**Set problem**
Locate every line in the data below that contains the word "lens" and copy each one out. Case counts.

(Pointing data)
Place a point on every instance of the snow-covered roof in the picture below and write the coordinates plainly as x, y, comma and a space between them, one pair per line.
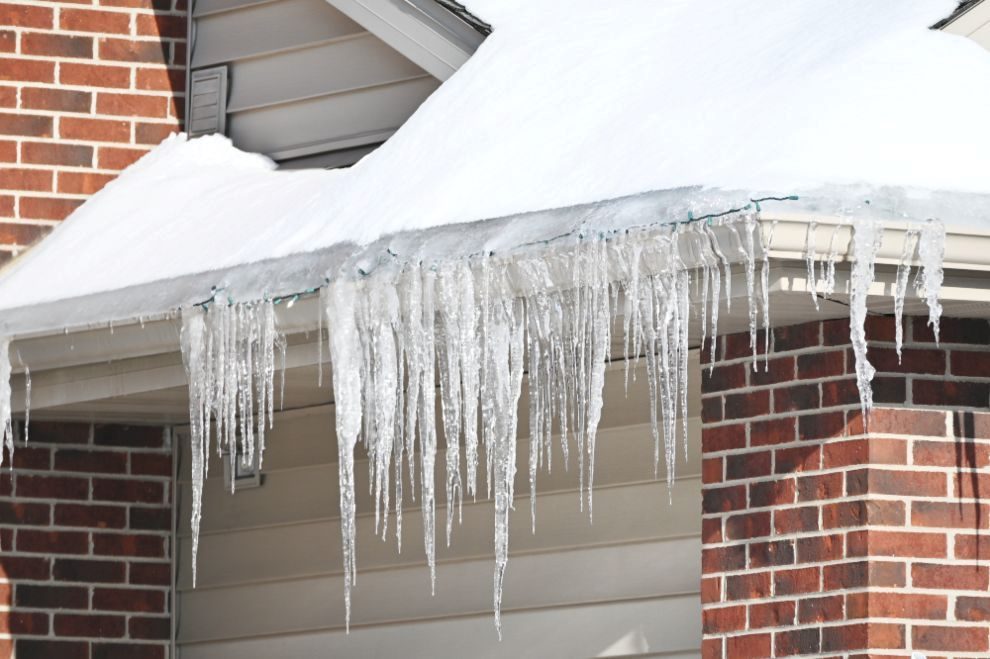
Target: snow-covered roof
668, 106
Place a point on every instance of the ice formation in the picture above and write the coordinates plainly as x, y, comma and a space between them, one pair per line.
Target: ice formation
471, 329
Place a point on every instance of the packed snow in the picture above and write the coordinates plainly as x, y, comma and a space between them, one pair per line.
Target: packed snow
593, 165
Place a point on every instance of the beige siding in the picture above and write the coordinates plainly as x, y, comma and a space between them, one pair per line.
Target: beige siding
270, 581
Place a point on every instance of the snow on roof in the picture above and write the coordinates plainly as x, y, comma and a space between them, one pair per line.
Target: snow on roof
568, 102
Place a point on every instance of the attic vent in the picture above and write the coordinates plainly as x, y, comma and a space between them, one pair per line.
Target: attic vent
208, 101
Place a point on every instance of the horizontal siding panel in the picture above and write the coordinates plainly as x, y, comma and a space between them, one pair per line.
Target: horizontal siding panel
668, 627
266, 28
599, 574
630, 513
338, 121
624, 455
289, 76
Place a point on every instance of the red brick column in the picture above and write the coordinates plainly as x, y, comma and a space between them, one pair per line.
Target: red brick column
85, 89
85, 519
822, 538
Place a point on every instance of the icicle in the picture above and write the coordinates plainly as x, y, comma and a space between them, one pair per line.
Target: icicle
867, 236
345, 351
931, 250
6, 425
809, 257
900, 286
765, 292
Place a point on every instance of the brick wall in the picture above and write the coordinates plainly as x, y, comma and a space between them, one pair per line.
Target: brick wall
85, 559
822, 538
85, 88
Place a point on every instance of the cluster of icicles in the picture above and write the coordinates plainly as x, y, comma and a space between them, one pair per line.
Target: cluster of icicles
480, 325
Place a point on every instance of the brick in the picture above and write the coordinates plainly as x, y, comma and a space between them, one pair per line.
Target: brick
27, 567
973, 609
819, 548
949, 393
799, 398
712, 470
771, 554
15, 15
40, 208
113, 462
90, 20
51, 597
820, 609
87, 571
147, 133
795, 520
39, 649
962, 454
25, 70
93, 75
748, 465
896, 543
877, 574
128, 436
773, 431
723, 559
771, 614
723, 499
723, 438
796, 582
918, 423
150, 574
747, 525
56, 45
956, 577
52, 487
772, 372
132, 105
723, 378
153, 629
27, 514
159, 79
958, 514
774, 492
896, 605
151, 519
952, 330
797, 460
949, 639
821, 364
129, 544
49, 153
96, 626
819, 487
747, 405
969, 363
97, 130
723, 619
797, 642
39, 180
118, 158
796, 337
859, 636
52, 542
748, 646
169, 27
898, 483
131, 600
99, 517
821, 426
...
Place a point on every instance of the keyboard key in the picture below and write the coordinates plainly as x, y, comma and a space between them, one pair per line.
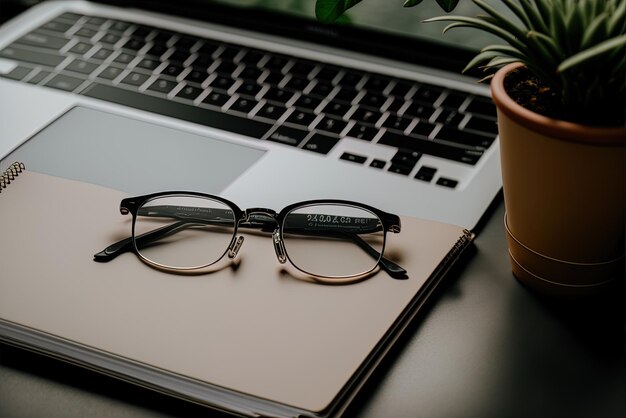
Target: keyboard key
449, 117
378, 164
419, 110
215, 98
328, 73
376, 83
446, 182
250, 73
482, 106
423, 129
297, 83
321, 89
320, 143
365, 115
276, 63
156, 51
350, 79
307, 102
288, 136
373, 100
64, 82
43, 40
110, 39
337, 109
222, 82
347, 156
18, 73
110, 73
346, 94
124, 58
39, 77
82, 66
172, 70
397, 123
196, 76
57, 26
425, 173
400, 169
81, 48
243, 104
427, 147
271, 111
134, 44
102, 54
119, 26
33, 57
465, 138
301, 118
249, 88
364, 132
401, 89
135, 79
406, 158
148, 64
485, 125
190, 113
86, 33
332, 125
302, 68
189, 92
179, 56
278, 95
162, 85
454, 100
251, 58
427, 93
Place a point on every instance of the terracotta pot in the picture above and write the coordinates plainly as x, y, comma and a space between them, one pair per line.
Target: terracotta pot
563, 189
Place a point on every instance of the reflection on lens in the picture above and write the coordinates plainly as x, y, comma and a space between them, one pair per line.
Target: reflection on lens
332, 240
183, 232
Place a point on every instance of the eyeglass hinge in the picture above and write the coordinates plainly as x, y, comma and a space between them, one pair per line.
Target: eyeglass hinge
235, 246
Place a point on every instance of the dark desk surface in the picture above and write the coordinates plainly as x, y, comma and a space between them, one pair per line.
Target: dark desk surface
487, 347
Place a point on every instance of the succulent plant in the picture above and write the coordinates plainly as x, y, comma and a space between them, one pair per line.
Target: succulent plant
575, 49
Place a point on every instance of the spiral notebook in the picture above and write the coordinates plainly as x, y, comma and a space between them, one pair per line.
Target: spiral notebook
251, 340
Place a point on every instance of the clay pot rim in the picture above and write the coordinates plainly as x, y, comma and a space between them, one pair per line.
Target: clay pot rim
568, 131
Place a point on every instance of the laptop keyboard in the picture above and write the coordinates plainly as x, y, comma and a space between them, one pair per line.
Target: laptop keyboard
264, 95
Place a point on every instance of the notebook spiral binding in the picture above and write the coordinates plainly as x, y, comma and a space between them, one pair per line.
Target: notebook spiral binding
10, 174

**Finished answer**
Place a point on every instance of the reflection on lens in the picture above and write the coordinates plainly as x, y, comma and a space between them, one pair per line.
Target: reflection on lens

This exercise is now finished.